→ Problem details
Copy the entries exactly, through the "Query: trousers" line.

Extracted records:
* * *

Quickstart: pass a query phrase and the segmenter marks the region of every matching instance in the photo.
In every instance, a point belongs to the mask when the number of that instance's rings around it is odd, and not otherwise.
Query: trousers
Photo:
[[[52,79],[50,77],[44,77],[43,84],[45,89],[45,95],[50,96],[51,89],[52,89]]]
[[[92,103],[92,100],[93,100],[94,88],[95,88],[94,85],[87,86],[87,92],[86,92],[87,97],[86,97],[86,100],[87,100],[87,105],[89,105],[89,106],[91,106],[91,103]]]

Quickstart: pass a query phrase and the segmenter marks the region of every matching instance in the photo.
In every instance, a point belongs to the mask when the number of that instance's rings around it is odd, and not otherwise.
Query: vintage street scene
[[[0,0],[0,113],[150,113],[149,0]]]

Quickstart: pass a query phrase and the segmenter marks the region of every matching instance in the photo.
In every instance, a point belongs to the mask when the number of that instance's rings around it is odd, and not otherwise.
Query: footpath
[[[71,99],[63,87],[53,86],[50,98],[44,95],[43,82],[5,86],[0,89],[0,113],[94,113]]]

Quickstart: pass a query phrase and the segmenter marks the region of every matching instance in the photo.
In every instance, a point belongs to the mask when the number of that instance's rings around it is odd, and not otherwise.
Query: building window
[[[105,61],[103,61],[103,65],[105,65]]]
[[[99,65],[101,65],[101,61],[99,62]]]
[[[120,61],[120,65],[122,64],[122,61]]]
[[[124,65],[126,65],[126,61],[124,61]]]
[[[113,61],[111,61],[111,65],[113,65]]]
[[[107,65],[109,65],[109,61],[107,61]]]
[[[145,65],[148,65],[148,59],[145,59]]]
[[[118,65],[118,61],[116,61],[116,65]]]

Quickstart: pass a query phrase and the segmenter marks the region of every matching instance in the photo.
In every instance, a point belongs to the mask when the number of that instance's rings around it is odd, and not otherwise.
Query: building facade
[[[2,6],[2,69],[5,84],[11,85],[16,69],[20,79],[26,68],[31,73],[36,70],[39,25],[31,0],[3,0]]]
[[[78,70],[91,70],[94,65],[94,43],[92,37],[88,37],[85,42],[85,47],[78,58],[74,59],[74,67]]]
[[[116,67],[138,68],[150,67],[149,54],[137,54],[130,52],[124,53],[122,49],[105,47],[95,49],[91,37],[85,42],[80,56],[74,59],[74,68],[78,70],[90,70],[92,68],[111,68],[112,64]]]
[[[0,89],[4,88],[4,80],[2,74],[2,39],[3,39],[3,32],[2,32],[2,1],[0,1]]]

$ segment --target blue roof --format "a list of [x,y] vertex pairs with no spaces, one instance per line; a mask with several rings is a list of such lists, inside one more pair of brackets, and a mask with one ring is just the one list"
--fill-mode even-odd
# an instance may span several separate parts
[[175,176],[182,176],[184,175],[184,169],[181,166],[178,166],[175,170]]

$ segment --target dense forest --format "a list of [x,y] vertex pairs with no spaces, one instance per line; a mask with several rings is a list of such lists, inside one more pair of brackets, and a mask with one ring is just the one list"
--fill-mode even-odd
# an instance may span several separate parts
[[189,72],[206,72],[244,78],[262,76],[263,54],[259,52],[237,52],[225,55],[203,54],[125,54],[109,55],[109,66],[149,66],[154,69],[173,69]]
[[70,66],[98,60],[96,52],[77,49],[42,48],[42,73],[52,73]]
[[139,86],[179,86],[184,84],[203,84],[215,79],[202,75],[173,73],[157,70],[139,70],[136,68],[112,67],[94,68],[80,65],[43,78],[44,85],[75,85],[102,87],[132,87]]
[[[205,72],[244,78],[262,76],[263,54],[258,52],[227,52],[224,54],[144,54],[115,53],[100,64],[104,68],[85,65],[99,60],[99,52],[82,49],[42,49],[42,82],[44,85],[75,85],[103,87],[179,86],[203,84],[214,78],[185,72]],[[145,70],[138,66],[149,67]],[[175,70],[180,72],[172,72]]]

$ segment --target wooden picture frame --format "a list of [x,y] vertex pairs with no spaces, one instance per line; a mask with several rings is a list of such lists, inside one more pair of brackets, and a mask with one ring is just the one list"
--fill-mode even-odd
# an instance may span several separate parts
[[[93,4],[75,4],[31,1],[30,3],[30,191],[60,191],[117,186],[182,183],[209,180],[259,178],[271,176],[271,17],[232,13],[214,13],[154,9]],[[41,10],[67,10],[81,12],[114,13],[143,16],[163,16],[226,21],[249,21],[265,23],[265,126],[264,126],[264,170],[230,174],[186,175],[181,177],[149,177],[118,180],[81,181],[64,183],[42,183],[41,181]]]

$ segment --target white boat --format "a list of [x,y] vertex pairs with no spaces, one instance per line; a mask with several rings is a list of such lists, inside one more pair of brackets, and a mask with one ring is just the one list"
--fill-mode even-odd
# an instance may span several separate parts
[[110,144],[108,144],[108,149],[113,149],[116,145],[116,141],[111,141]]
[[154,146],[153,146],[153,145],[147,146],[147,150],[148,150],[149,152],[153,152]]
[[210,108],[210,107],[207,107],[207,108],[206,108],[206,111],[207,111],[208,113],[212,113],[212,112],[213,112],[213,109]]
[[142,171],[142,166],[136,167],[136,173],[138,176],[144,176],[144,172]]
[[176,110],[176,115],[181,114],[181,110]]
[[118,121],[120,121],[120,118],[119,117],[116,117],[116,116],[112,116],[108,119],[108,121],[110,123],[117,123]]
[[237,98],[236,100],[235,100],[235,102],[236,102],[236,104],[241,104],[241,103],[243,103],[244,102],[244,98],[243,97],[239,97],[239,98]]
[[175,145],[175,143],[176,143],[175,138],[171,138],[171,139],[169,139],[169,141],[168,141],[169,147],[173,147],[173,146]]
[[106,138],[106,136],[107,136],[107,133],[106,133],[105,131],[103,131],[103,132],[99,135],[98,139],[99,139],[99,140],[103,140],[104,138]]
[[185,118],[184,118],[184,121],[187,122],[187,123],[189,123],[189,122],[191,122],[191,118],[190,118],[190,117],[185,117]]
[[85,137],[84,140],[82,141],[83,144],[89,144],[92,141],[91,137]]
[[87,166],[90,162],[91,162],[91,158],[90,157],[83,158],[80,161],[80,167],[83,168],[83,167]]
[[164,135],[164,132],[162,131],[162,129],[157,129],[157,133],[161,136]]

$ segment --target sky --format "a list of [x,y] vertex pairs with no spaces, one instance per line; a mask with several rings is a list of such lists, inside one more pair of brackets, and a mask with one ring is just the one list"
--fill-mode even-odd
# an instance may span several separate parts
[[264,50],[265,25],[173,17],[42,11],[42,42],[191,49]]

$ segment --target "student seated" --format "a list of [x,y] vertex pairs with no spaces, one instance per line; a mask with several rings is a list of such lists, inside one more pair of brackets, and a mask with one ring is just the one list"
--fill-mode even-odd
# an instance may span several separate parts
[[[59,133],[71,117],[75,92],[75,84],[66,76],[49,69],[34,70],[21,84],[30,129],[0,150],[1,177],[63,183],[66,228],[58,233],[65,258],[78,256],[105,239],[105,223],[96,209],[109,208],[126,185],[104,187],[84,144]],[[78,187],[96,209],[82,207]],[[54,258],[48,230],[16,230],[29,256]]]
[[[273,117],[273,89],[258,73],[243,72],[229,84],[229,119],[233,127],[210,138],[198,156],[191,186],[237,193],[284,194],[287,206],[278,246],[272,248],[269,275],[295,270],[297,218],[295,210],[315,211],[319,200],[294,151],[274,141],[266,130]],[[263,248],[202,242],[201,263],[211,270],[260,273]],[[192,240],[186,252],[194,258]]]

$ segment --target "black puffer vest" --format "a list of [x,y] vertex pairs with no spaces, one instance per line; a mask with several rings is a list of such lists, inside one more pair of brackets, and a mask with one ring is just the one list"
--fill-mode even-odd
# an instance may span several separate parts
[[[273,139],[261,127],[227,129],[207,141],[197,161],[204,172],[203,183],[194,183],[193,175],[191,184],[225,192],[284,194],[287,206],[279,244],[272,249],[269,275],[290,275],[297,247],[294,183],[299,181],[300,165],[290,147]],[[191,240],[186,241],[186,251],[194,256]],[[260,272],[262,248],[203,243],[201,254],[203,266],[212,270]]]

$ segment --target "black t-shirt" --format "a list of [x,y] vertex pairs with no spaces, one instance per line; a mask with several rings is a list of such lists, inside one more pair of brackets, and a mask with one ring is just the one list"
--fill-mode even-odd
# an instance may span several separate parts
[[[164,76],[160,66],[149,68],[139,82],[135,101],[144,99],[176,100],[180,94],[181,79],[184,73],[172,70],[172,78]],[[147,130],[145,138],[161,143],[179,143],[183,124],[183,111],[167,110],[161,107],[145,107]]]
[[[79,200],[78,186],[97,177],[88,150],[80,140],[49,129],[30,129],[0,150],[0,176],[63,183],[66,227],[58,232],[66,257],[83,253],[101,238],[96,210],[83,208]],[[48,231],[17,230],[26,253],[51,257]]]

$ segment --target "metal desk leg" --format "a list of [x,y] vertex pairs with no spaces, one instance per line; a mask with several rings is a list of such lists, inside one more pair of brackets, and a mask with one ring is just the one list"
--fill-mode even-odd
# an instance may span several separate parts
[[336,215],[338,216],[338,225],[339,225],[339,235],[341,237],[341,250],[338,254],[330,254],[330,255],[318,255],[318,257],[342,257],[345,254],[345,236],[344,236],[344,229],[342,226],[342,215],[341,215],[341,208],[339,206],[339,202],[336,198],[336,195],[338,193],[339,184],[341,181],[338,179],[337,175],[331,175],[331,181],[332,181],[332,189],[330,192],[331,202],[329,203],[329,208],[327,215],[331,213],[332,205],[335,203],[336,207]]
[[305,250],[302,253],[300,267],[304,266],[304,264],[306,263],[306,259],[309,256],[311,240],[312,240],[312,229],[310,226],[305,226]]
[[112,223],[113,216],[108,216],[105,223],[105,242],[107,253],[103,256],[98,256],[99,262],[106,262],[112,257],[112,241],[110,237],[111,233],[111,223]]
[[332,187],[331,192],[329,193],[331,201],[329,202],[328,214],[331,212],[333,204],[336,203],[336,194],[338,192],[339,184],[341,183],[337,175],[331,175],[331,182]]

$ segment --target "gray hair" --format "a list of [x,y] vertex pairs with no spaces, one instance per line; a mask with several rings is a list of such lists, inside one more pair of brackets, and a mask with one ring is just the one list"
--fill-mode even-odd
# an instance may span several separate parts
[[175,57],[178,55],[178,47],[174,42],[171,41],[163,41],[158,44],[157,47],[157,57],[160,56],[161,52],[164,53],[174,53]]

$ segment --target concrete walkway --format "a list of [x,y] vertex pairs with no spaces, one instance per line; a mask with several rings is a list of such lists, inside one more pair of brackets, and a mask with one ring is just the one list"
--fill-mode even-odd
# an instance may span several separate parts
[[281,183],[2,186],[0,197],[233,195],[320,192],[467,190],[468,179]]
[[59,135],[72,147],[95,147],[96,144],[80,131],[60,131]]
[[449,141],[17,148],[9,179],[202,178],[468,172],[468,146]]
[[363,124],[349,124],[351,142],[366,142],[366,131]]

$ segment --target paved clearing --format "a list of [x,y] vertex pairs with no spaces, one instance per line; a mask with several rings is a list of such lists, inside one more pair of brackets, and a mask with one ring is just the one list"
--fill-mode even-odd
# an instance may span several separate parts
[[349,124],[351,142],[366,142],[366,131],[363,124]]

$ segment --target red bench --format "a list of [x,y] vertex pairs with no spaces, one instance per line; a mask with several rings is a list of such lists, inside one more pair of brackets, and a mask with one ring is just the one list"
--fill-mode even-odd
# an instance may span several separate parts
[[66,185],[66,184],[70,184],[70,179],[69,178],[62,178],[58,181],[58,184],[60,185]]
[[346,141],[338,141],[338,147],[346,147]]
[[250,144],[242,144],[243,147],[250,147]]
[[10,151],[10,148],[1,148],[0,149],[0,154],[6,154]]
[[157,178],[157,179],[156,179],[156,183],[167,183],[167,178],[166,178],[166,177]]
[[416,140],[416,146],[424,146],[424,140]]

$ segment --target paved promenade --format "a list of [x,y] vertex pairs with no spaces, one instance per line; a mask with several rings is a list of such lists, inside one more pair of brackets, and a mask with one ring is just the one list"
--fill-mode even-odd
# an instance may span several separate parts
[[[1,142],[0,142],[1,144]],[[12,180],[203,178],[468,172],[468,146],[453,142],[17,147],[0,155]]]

* * *

→ Response area
Quickstart: pass a query phrase and the segmenter marks the region of every matching instance in the photo.
In every instance, a point belongs to the mask when the number of that instance's rings around it is odd, and not otherwise.
Query: trousers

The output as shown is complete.